INSTRUCTIONS FOR THE TASK: What is needed here is an exact transcription of all the entries.

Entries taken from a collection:
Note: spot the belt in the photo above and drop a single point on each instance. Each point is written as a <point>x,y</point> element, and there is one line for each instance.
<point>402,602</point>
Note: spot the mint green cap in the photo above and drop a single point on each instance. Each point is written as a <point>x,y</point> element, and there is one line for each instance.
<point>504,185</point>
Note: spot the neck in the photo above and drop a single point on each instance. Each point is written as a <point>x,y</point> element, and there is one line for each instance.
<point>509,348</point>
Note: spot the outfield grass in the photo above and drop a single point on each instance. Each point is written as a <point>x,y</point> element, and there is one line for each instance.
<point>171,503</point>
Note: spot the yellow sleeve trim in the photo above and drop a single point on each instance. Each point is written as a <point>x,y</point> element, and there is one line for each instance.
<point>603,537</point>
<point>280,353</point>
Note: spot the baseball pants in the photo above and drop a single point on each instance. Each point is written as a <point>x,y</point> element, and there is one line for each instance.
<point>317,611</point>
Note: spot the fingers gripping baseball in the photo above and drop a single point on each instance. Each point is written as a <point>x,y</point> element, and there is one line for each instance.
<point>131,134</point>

ANSWER TO THE PROBLEM:
Note: spot the belt in the photo above and drop a single point on each instance. Each point is written as a <point>x,y</point> element, and there is one line for each instance.
<point>402,602</point>
Note: spot the mint green cap in the photo above and drop a single point on each instance. Each point is written as a <point>x,y</point> element, and there is one line for each instance.
<point>504,185</point>
Note: spot the neck in the photo above and drop a single point on each instance. Each point is written as a <point>x,y</point> element, and there is one line for each instance.
<point>509,348</point>
Note: spot the outfield grass in the photo above and drop a single point on each instance. Each point is written as a <point>x,y</point> element, and there is one line for each instance.
<point>171,503</point>
Note: spot the yellow sleeve trim in the photo above and drop a single point on each instance. Each point is written as a <point>x,y</point> element, and there is one line for each instance.
<point>603,537</point>
<point>280,353</point>
Note: spot the baseball pants in the photo above and drop a single point on each instance. Each point is written as a <point>x,y</point> element, and there is one line for each instance.
<point>317,611</point>
Note: spot the fingers gripping baseball in the photo above and drop a single point on each instance. Each point is written as a <point>x,y</point> element, and there is one line for each instance.
<point>131,134</point>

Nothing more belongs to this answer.